** YOUR TASK **
Print the data exactly. Omit the pictures.

** RECORDS FOR THE TASK **

::::::

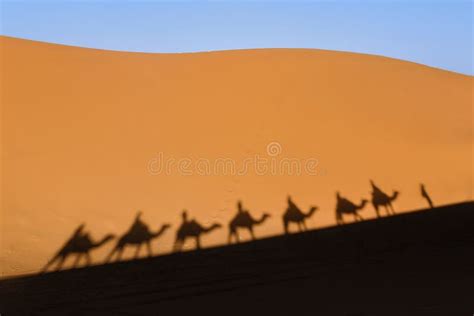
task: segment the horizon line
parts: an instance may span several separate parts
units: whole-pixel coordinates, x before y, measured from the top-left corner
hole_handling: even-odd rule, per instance
[[[229,49],[215,49],[215,50],[201,50],[201,51],[183,51],[183,52],[156,52],[156,51],[139,51],[139,50],[118,50],[118,49],[110,49],[110,48],[99,48],[99,47],[90,47],[90,46],[78,46],[73,44],[65,44],[59,42],[49,42],[49,41],[42,41],[42,40],[35,40],[30,38],[24,37],[16,37],[11,35],[5,35],[0,33],[0,38],[9,38],[13,40],[20,40],[20,41],[27,41],[27,42],[36,42],[40,44],[46,45],[57,45],[69,48],[79,48],[85,50],[96,50],[96,51],[103,51],[103,52],[111,52],[111,53],[131,53],[131,54],[146,54],[146,55],[184,55],[184,54],[206,54],[206,53],[220,53],[220,52],[239,52],[239,51],[259,51],[259,50],[309,50],[309,51],[325,51],[325,52],[335,52],[335,53],[345,53],[345,54],[358,54],[358,55],[366,55],[366,56],[374,56],[374,57],[381,57],[387,58],[392,60],[398,60],[406,63],[412,63],[415,65],[420,65],[428,68],[432,68],[435,70],[445,71],[457,75],[467,76],[474,78],[474,74],[458,72],[446,68],[441,68],[437,66],[432,66],[428,64],[423,64],[420,62],[401,59],[397,57],[391,57],[386,55],[374,54],[374,53],[366,53],[366,52],[357,52],[357,51],[345,51],[345,50],[335,50],[335,49],[325,49],[325,48],[309,48],[309,47],[253,47],[253,48],[229,48]]]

::::::

** EXERCISE SOLUTION **
task: segment the horizon line
parts: an instance may span several separate parts
units: whole-pixel coordinates, x before y, measured from the top-left corner
hole_handling: even-odd rule, per instance
[[[229,49],[215,49],[215,50],[201,50],[201,51],[183,51],[183,52],[156,52],[156,51],[139,51],[139,50],[118,50],[118,49],[110,49],[110,48],[99,48],[99,47],[90,47],[90,46],[78,46],[73,44],[65,44],[59,42],[49,42],[49,41],[42,41],[42,40],[35,40],[30,38],[24,37],[16,37],[11,35],[5,35],[0,33],[0,38],[9,38],[13,40],[20,40],[20,41],[27,41],[27,42],[36,42],[40,44],[46,45],[57,45],[69,48],[79,48],[85,50],[96,50],[96,51],[103,51],[103,52],[111,52],[111,53],[131,53],[131,54],[146,54],[146,55],[184,55],[184,54],[206,54],[206,53],[220,53],[220,52],[239,52],[239,51],[259,51],[259,50],[309,50],[309,51],[325,51],[325,52],[335,52],[335,53],[345,53],[345,54],[358,54],[358,55],[366,55],[366,56],[374,56],[374,57],[381,57],[387,58],[392,60],[398,60],[406,63],[412,63],[415,65],[420,65],[428,68],[432,68],[435,70],[445,71],[457,75],[467,76],[474,78],[474,74],[458,72],[446,68],[441,68],[437,66],[432,66],[428,64],[423,64],[420,62],[401,59],[397,57],[391,57],[386,55],[374,54],[374,53],[366,53],[366,52],[357,52],[357,51],[345,51],[345,50],[335,50],[335,49],[325,49],[325,48],[309,48],[309,47],[253,47],[253,48],[229,48]]]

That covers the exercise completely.